Le secrétaire britannique aux affaires étrangères, David Miliband, a déclaré que la proposition d'offrir des incitations à l'Iran pour stopper son programme d'enrichissement est conçue pour montrer à Téhéran "les bénéfices à coopérer avec la communauté internationale". Mais, alors même que cette proposition doit encore être transmise à Téhéran, le camp iranien a imposé son contenu. Le ministre iranien des affaires étrangères, Manouchehr Mottaki, a déclaré samedi dernier à Téhéran : "Lors de [notre] récente réunion au Koweït avec le secrétaire aux affaires étrangères David Milliband, celui-ci m'a dit que les "Six" ont l'intention de nous envoyer une lettre après leur réunion du 2 mai à Londres. Je lui ai répondu : 'Vous savez très bien quel mot est interdit en Iran. Soyez prudents dans vos propositions pour ne pas franchir le ligne interdite'."

Il est évident que l'activité diplomatique fiévreuse de l'Iran a placé les "Six" sur la défensive. L'impasse nucléaire entre Téhéran et l'Ouest perd rapidement de la vitesse. Ainsi que l'expert moscovite, Igor Tomberg, de l'élitiste Institut de l'Economie Mondiale et des Relations Internationales, l'exprime, derrière tout ceci il repose la prise de conscience que "l'Iran a ajouté l'énergie dans le carquois de ses flèches militaires et politiques. Là, son avancée vers le marché mondial du gaz pourrait bouleverser l'équilibre actuel des intérêts."

Données d'annotation de localisation d'objets:
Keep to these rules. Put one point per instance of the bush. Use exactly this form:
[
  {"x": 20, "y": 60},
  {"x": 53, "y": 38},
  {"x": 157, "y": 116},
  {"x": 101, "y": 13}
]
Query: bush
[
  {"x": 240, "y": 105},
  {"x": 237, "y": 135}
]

▸ **VOTRE TÂCHE**:
Poursuivez l'extrait sur le dossier nucléaire iranien en reprenant juste après sa dernière phrase.

▸ **LA RÉPONSE**:
La Suisse montre la voie

S'il faut mettre un repère par écrit, alors le tournant est arrivé le 17 mars lorsque l'Iran et la Suisse ont signé un contrat gazier sur 25 ans. Selon le gouvernement suisse, cet accord entre Elektrizitats-Gesselschaft Laufenburg et la Compagnie Nationale Iranienne d'Exportation de Gaz vaut 45 milliards de dollars [environ 27 Mds €]. C'est le premier de cette sorte dans le passé récent où une société européenne du secteur de l'énergie a vraiment signé un contrat ferme avec l'Iran. Jusqu'à maintenant, la pratique était de signer des protocoles d'accord non contraignants.

Selon les termes de l'accord passé avec la Suisse, l'Iran livrera 5,5 milliards de mètres-cubes (mmc) de gaz par an à l'Europe, dès 2010, via un gazoduc en cours de construction. Avec la présence de Mottaki et de la ministre suisse des affaires étrangères, Micheline Calmy-Rey, à la cérémonie de signature à Téhéran, il était visible que cet accord est un tournant dans la géopolitique de la sécurité énergétique. En effet, Calmy-Rey a reconnu que la Suisse a un "intérêt stratégique à assurer nos approvisionnements en gaz et à diversifier nos fournisseurs". Elle à fait remarquer que cet accord gazier avec l'Iran réduirait la dépendance de l'Europe vis-à-vis des approvisionnements énergétiques russes. "Nous sommes en train de réduire notre dépendance et celle de l'Europe, sur le gaz russe", a-t-elle souligné en présence de Mottaki.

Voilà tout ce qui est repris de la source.